## Exercise materials
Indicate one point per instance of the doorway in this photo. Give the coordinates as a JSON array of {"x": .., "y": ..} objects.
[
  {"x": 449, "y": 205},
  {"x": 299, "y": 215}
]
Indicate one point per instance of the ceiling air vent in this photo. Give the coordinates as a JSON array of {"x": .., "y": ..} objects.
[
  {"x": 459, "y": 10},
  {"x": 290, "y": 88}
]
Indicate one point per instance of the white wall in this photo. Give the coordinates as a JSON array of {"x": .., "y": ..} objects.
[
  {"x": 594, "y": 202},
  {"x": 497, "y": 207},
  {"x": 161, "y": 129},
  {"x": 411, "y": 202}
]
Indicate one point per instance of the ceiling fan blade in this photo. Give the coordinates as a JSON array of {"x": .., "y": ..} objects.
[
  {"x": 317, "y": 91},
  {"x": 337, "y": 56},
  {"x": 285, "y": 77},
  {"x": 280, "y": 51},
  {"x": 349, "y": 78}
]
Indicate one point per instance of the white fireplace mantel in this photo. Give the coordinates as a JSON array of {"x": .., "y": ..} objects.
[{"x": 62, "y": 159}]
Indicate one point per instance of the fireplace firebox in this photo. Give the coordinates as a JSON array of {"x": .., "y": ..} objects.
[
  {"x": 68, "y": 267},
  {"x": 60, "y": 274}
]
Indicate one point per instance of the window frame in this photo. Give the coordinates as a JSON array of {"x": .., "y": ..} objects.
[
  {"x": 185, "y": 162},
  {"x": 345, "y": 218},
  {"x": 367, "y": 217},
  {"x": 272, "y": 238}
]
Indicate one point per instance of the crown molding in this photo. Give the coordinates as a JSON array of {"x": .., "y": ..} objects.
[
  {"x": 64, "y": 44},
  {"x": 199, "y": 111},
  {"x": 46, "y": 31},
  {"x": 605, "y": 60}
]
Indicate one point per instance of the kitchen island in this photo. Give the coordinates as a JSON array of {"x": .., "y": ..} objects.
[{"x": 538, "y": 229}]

## About this exercise
Word for word, give the whole listing again.

## Response
Indicate one point per instance of the doorway in this photo. Give the coordinates as a JSON array of {"x": .., "y": ..} objects.
[
  {"x": 449, "y": 205},
  {"x": 299, "y": 215}
]
Indicate one point per instance of the ceiling air vent in this photo. Give the coordinates as a JSON array of {"x": .., "y": ..} objects.
[
  {"x": 459, "y": 10},
  {"x": 290, "y": 88}
]
Indicate one point per instance of the white wall in this photo. Give the coordinates as a JSON array of {"x": .., "y": ..} objects.
[
  {"x": 594, "y": 202},
  {"x": 497, "y": 207},
  {"x": 161, "y": 129},
  {"x": 411, "y": 202}
]
Indicate one point per instance of the ceiling fan blade in this photo. Give the coordinates as a JSON array of {"x": .., "y": ..} objects.
[
  {"x": 317, "y": 91},
  {"x": 337, "y": 56},
  {"x": 285, "y": 77},
  {"x": 280, "y": 51},
  {"x": 349, "y": 78}
]
Indicate one point per instance of the white fireplace mantel in this photo. Give the coordinates as a JSON array of {"x": .., "y": ..} objects.
[{"x": 62, "y": 159}]
Indicate one point per instance of the fireplace firebox in this photo. Give the coordinates as a JSON array of {"x": .., "y": ..} objects.
[
  {"x": 68, "y": 267},
  {"x": 60, "y": 274}
]
Indicate one point per instance of the window frame in this photo. Give the coordinates as a JSON array of {"x": .., "y": ..} objects.
[
  {"x": 185, "y": 162},
  {"x": 345, "y": 218},
  {"x": 367, "y": 217},
  {"x": 272, "y": 238}
]
Indicate one point per instance of the crown molding in this photo. Give the coordinates as a JSON array of {"x": .., "y": ..} objects.
[
  {"x": 64, "y": 44},
  {"x": 199, "y": 111},
  {"x": 46, "y": 31},
  {"x": 605, "y": 60}
]
Indicate one point per instance of the kitchen island in this photo. Give the coordinates as a JSON array of {"x": .., "y": ..} objects.
[{"x": 538, "y": 229}]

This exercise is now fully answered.